Exercise — Every line from the one containing "Practice step: locate the cloud" through the end of the listing below must be given again exactly, and nothing else; exclude pictures.

Collected data entries —
———

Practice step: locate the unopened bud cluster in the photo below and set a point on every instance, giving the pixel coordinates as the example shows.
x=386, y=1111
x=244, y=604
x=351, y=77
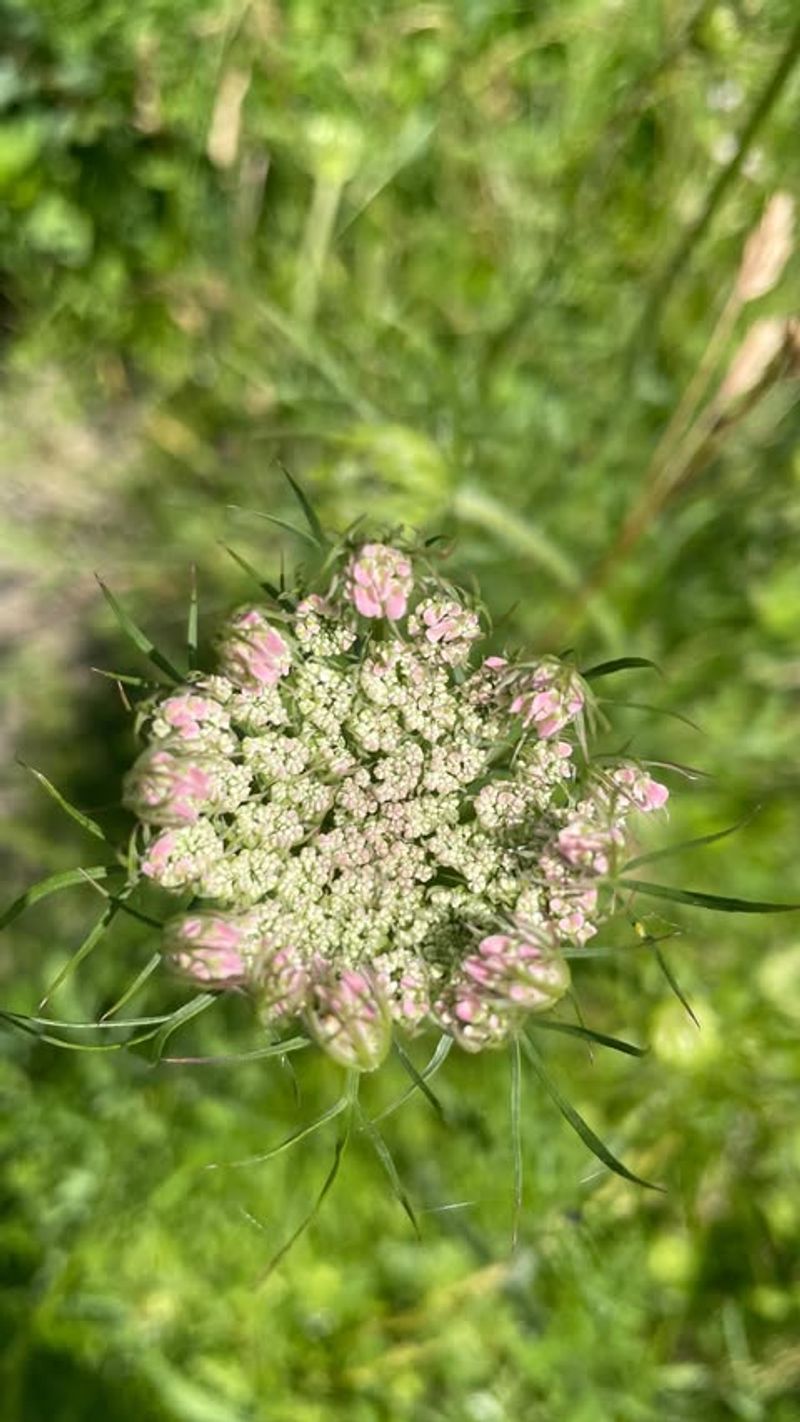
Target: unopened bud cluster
x=371, y=824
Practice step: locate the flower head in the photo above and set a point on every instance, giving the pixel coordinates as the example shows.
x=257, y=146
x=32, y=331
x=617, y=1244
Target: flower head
x=252, y=651
x=208, y=947
x=374, y=838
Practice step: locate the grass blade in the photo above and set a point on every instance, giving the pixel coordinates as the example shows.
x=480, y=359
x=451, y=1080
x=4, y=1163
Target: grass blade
x=718, y=903
x=53, y=885
x=138, y=637
x=608, y=669
x=419, y=1081
x=280, y=524
x=674, y=981
x=287, y=1142
x=192, y=623
x=309, y=1219
x=317, y=531
x=387, y=1161
x=351, y=1101
x=83, y=952
x=436, y=1061
x=23, y=1024
x=292, y=1044
x=590, y=1035
x=252, y=572
x=192, y=1008
x=515, y=1105
x=90, y=825
x=577, y=1122
x=687, y=843
x=654, y=710
x=131, y=991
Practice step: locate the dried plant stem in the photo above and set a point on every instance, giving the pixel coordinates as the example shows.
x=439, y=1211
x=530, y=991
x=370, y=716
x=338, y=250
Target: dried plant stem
x=316, y=245
x=763, y=104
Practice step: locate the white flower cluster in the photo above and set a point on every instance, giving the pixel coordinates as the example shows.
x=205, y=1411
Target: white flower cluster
x=374, y=826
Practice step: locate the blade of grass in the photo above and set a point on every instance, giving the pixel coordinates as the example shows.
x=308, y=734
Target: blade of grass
x=53, y=885
x=577, y=1122
x=192, y=623
x=131, y=991
x=647, y=706
x=327, y=1185
x=718, y=903
x=674, y=983
x=287, y=1142
x=252, y=572
x=590, y=1035
x=184, y=1014
x=317, y=531
x=688, y=843
x=608, y=669
x=515, y=1108
x=293, y=1044
x=83, y=952
x=436, y=1061
x=127, y=680
x=90, y=825
x=137, y=636
x=419, y=1081
x=280, y=524
x=388, y=1163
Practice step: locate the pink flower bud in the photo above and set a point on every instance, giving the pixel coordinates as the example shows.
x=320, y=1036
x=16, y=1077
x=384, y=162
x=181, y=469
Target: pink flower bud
x=283, y=983
x=164, y=788
x=549, y=697
x=348, y=1017
x=191, y=718
x=208, y=947
x=380, y=580
x=587, y=846
x=252, y=653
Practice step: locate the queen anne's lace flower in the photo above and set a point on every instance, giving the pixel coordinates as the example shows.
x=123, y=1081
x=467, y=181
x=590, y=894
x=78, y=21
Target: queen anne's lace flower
x=378, y=829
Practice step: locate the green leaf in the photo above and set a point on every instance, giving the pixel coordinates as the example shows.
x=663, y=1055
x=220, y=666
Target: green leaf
x=280, y=524
x=287, y=1142
x=436, y=1061
x=672, y=980
x=590, y=1035
x=687, y=843
x=134, y=987
x=608, y=669
x=577, y=1122
x=418, y=1078
x=719, y=903
x=317, y=531
x=327, y=1185
x=90, y=825
x=654, y=710
x=184, y=1014
x=192, y=623
x=53, y=885
x=292, y=1044
x=387, y=1161
x=24, y=1025
x=138, y=637
x=83, y=952
x=515, y=1108
x=252, y=572
x=130, y=681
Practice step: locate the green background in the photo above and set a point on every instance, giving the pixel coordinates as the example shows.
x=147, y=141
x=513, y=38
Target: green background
x=453, y=265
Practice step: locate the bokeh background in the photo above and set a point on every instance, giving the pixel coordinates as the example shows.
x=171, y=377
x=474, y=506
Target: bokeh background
x=456, y=265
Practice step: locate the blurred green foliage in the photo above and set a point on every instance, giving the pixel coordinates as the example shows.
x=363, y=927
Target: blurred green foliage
x=418, y=253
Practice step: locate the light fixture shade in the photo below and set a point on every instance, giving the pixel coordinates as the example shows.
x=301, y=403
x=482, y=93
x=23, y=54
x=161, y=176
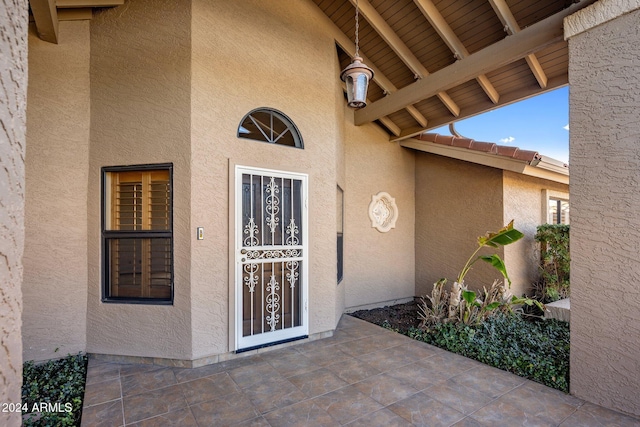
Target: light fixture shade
x=357, y=76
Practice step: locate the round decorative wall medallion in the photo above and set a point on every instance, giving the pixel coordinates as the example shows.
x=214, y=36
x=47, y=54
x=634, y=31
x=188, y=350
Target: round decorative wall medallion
x=383, y=212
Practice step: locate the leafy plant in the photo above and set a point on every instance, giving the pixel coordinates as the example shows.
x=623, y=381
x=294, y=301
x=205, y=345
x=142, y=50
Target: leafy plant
x=554, y=262
x=505, y=236
x=462, y=305
x=58, y=384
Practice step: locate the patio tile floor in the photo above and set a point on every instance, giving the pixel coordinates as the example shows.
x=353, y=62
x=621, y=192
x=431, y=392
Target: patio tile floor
x=348, y=379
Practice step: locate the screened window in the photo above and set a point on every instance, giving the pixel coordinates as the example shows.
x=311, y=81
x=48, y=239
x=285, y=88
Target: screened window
x=137, y=234
x=267, y=125
x=558, y=211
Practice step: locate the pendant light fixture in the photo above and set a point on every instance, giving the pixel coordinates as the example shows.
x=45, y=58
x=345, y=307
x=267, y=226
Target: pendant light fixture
x=357, y=76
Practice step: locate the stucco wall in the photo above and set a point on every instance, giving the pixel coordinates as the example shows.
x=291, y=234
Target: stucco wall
x=456, y=202
x=57, y=165
x=140, y=114
x=604, y=74
x=13, y=80
x=378, y=267
x=523, y=202
x=247, y=55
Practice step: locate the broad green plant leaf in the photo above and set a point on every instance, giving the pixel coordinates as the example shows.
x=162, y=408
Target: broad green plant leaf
x=497, y=262
x=469, y=297
x=505, y=236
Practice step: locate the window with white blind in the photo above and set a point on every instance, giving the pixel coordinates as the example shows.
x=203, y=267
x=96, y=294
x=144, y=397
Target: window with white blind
x=137, y=234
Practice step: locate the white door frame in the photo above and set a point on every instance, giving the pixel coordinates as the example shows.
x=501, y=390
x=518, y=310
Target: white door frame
x=240, y=256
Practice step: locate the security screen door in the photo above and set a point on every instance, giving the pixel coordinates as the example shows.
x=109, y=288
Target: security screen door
x=271, y=257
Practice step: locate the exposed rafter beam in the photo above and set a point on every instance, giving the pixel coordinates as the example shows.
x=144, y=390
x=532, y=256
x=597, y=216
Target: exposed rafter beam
x=482, y=107
x=402, y=50
x=381, y=80
x=386, y=121
x=87, y=3
x=437, y=21
x=511, y=27
x=510, y=49
x=45, y=15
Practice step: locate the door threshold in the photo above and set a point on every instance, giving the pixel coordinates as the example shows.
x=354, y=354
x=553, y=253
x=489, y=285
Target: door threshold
x=271, y=344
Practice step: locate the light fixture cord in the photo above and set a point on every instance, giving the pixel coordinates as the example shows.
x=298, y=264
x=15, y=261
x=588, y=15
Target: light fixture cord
x=357, y=28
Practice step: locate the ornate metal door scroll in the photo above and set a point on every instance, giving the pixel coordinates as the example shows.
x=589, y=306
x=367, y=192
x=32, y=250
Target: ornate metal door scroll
x=271, y=256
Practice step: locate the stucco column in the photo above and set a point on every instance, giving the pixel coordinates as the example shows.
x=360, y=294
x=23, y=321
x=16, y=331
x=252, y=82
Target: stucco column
x=13, y=80
x=604, y=78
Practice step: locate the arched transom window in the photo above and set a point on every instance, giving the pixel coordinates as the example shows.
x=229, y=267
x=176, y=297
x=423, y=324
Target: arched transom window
x=272, y=126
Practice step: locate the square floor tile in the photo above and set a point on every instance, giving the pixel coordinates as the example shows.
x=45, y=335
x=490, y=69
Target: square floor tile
x=383, y=417
x=353, y=370
x=102, y=392
x=247, y=376
x=208, y=388
x=231, y=409
x=104, y=415
x=150, y=404
x=147, y=381
x=347, y=404
x=385, y=389
x=274, y=394
x=421, y=410
x=316, y=383
x=460, y=397
x=594, y=415
x=179, y=418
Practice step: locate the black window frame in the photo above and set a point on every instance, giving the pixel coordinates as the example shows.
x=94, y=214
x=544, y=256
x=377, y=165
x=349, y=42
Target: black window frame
x=107, y=235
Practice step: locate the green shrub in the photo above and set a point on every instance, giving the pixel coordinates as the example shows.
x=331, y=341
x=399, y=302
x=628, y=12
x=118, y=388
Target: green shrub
x=537, y=350
x=554, y=262
x=58, y=384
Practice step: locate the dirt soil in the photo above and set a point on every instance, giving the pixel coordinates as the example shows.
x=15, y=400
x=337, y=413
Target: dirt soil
x=399, y=316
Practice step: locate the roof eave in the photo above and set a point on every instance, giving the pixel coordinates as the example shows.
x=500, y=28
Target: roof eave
x=546, y=168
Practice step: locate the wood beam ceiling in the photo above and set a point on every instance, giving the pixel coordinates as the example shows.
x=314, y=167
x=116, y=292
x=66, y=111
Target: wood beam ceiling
x=511, y=27
x=381, y=80
x=508, y=50
x=438, y=22
x=483, y=107
x=400, y=48
x=45, y=15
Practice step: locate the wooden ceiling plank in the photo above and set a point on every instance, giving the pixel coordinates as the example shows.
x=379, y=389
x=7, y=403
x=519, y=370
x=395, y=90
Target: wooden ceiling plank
x=435, y=18
x=511, y=26
x=417, y=115
x=45, y=15
x=381, y=80
x=62, y=4
x=388, y=123
x=474, y=110
x=400, y=48
x=512, y=48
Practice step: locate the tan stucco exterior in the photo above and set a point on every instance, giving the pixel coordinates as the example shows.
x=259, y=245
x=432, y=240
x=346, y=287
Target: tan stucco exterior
x=525, y=202
x=13, y=97
x=605, y=195
x=486, y=198
x=378, y=267
x=167, y=82
x=56, y=166
x=447, y=227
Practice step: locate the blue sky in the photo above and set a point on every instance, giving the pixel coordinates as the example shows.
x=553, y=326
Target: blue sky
x=539, y=123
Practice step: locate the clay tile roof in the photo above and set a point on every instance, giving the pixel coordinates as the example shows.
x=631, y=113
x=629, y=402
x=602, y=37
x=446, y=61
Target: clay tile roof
x=487, y=147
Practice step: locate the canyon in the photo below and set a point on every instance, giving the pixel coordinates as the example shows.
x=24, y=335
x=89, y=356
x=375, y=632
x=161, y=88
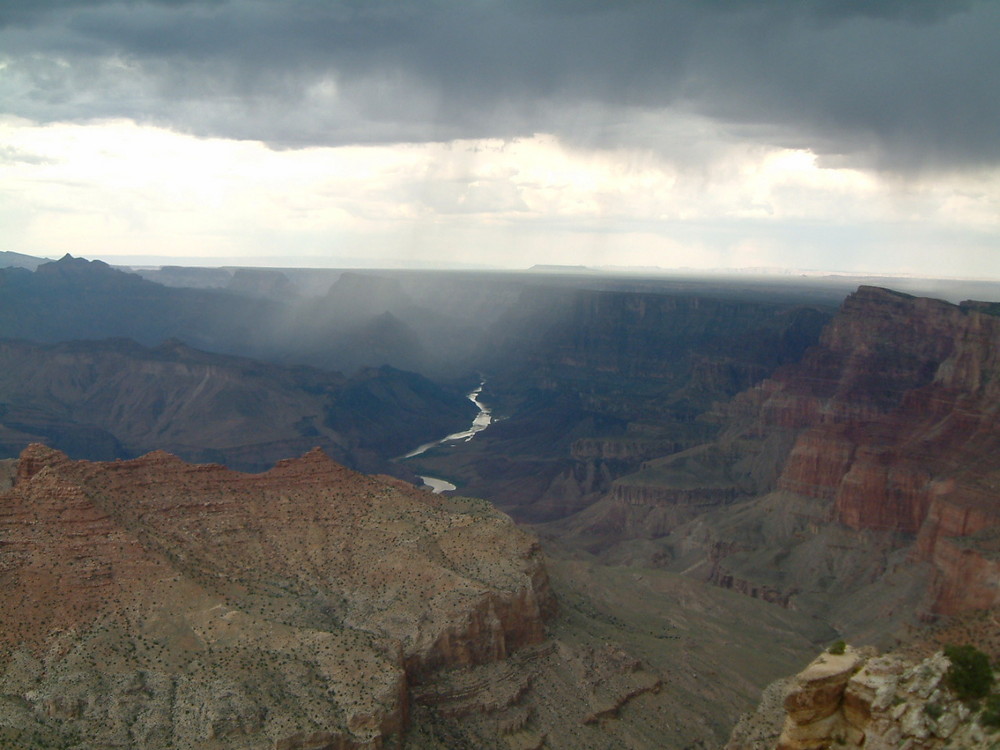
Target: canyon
x=709, y=483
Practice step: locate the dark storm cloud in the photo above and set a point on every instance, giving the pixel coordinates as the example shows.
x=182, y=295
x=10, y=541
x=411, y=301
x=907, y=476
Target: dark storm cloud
x=899, y=84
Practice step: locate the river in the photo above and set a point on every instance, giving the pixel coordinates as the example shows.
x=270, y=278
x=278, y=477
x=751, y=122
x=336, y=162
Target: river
x=480, y=423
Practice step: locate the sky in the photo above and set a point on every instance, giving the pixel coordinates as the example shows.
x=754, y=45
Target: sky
x=831, y=135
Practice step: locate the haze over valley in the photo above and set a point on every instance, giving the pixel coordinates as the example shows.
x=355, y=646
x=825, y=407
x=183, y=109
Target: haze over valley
x=513, y=374
x=717, y=478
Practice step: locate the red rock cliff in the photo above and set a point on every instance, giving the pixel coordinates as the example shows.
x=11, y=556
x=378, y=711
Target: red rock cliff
x=896, y=414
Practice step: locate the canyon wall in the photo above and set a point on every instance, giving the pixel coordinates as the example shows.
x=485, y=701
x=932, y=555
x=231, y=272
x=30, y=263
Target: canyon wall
x=156, y=603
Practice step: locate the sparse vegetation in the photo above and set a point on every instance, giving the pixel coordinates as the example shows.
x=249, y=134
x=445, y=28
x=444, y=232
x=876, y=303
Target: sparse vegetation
x=991, y=712
x=970, y=675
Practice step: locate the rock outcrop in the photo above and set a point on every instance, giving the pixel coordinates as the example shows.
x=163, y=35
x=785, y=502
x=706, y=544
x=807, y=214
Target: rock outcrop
x=863, y=701
x=156, y=603
x=116, y=399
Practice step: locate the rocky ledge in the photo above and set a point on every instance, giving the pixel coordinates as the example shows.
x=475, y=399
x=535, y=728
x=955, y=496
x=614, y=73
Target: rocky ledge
x=861, y=700
x=154, y=603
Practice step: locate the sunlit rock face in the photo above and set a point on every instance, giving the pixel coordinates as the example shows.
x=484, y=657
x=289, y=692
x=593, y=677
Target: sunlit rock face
x=156, y=603
x=904, y=432
x=860, y=700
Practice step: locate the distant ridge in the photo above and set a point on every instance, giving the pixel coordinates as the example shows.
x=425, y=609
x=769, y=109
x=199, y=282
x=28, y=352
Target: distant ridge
x=547, y=268
x=10, y=259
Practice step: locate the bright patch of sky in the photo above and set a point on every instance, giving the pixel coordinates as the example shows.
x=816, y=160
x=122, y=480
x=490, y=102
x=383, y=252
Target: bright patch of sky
x=812, y=135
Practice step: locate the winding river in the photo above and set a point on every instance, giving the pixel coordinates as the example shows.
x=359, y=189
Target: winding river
x=480, y=423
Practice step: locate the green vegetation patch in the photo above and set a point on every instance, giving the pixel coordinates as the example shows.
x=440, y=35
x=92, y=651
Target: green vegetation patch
x=970, y=674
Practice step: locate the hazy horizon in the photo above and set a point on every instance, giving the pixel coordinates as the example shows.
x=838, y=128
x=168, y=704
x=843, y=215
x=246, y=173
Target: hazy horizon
x=819, y=135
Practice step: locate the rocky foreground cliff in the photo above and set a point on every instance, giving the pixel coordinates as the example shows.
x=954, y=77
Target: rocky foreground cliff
x=858, y=699
x=152, y=603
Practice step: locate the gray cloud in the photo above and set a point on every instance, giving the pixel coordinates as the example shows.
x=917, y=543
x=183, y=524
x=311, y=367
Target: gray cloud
x=900, y=85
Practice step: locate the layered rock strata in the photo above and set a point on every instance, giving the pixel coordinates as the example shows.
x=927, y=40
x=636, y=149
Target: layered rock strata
x=886, y=432
x=155, y=603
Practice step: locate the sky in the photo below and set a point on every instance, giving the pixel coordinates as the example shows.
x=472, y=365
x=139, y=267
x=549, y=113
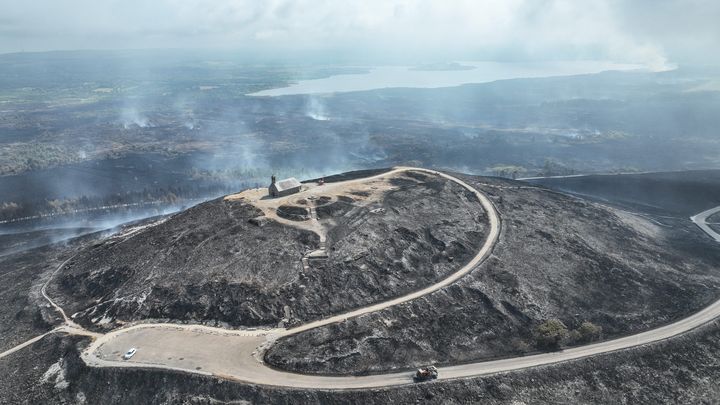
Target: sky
x=652, y=32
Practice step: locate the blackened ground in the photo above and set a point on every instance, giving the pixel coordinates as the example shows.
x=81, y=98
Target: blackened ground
x=682, y=370
x=676, y=193
x=557, y=257
x=210, y=264
x=21, y=318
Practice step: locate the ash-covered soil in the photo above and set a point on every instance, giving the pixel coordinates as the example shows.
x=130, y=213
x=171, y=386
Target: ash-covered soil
x=212, y=264
x=666, y=193
x=558, y=257
x=682, y=370
x=20, y=317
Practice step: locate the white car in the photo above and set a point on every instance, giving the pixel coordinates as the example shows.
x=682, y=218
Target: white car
x=129, y=353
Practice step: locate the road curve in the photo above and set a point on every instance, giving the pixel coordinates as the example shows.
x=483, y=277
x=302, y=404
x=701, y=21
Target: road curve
x=701, y=221
x=245, y=362
x=238, y=353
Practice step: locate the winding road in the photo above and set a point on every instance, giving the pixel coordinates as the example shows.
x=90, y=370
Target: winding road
x=237, y=354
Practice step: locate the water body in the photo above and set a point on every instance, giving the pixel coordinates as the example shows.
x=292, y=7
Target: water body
x=410, y=77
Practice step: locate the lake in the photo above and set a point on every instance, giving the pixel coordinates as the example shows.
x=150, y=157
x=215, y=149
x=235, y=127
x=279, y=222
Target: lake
x=407, y=76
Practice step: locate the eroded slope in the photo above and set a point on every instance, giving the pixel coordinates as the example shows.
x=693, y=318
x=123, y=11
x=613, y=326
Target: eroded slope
x=557, y=257
x=217, y=262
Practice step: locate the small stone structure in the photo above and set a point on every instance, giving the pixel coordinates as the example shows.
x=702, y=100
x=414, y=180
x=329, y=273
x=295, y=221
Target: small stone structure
x=283, y=188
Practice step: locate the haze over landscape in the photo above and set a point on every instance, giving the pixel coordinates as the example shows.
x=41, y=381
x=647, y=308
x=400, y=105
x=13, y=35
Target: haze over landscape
x=529, y=188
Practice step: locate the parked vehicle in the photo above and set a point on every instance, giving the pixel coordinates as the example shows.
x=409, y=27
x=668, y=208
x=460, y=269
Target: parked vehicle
x=425, y=374
x=129, y=353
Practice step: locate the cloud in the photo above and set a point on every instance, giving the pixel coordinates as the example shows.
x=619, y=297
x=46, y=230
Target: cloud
x=629, y=31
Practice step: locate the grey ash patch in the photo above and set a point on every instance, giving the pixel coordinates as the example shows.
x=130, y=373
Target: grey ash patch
x=557, y=257
x=219, y=262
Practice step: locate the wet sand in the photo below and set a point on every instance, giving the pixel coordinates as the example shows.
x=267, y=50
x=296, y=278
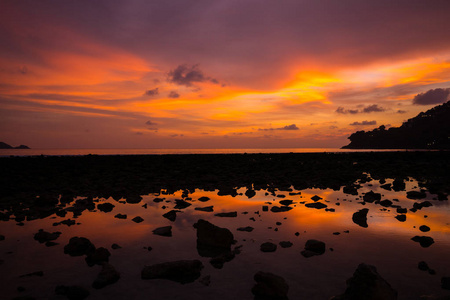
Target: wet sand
x=41, y=192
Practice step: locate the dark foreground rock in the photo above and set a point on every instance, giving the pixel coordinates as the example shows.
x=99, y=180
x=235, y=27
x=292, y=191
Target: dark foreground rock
x=313, y=247
x=182, y=271
x=424, y=241
x=79, y=246
x=270, y=287
x=212, y=240
x=367, y=284
x=72, y=292
x=108, y=275
x=360, y=217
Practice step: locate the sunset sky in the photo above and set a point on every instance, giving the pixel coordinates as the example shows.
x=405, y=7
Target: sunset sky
x=217, y=74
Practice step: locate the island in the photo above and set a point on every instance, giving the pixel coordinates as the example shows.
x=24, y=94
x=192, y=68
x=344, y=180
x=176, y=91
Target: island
x=6, y=146
x=427, y=130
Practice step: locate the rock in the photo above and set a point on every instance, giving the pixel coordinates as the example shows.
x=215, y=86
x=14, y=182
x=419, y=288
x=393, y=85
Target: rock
x=316, y=205
x=206, y=208
x=79, y=246
x=367, y=284
x=250, y=193
x=105, y=207
x=98, y=257
x=181, y=204
x=171, y=215
x=416, y=195
x=232, y=214
x=211, y=239
x=108, y=275
x=280, y=208
x=285, y=244
x=163, y=231
x=44, y=236
x=371, y=197
x=316, y=198
x=313, y=247
x=247, y=229
x=269, y=287
x=424, y=228
x=72, y=292
x=360, y=217
x=182, y=271
x=268, y=247
x=401, y=218
x=424, y=241
x=445, y=283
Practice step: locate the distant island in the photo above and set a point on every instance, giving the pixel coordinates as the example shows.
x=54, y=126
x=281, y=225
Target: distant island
x=6, y=146
x=428, y=130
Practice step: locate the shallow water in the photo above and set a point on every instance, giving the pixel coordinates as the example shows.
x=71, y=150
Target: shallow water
x=386, y=243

———

Completed task —
Practice step: locate the cloud in the photo above and set a point on every instance, giving the pixel coordinates as the example shows.
x=619, y=297
x=46, y=230
Target: cloud
x=629, y=31
Practice step: locate the grey ash patch in the photo above and set a point on every instance, giving the pixel coordinates as the example shows.
x=130, y=373
Target: grey ash patch
x=557, y=257
x=219, y=262
Practice step: locate the wet sand in the photo below and set a point on every instance, giving the pixel coordinates as the example shows.
x=267, y=50
x=296, y=278
Target: wet sand
x=41, y=192
Practice step: locate the dark foreground rock in the photo above and set a point on every instance, giving the pixel coordinates as the example shows.
x=99, y=180
x=235, y=27
x=292, y=191
Target: dark foreground rock
x=313, y=247
x=182, y=271
x=424, y=241
x=79, y=246
x=270, y=287
x=212, y=240
x=367, y=284
x=72, y=292
x=108, y=275
x=360, y=217
Practice step: locate the sunset sky in the photo above and set a point on every instance, giving the pixel coordinates as the example shows.
x=405, y=7
Target: sunset sky
x=217, y=74
Practice step: locate the island in the photo above and set a point on every instance, giving the pixel coordinates as the example shows.
x=24, y=94
x=192, y=68
x=344, y=180
x=176, y=91
Target: island
x=6, y=146
x=427, y=130
Practice step: locate the rock in the photo above and set a point on every instance, giving the pixel coordinates as the example shows.
x=215, y=86
x=14, y=182
x=419, y=288
x=393, y=85
Target: rock
x=316, y=205
x=206, y=208
x=79, y=246
x=367, y=284
x=250, y=193
x=105, y=207
x=98, y=257
x=181, y=204
x=171, y=215
x=416, y=195
x=232, y=214
x=211, y=239
x=108, y=275
x=280, y=208
x=285, y=244
x=163, y=231
x=44, y=236
x=371, y=197
x=316, y=198
x=313, y=247
x=247, y=229
x=269, y=287
x=424, y=228
x=72, y=292
x=360, y=217
x=182, y=271
x=268, y=247
x=401, y=218
x=424, y=241
x=445, y=283
Practice step: locate the distant island in the photo above and set a point on every instance, giving the pixel coordinates as the example shows.
x=54, y=126
x=281, y=225
Target: distant island
x=6, y=146
x=428, y=130
Practice step: locate the shallow water in the photo above and set a point on every instance, giving the pixel coordinates as the example shows.
x=71, y=150
Target: shallow water
x=386, y=243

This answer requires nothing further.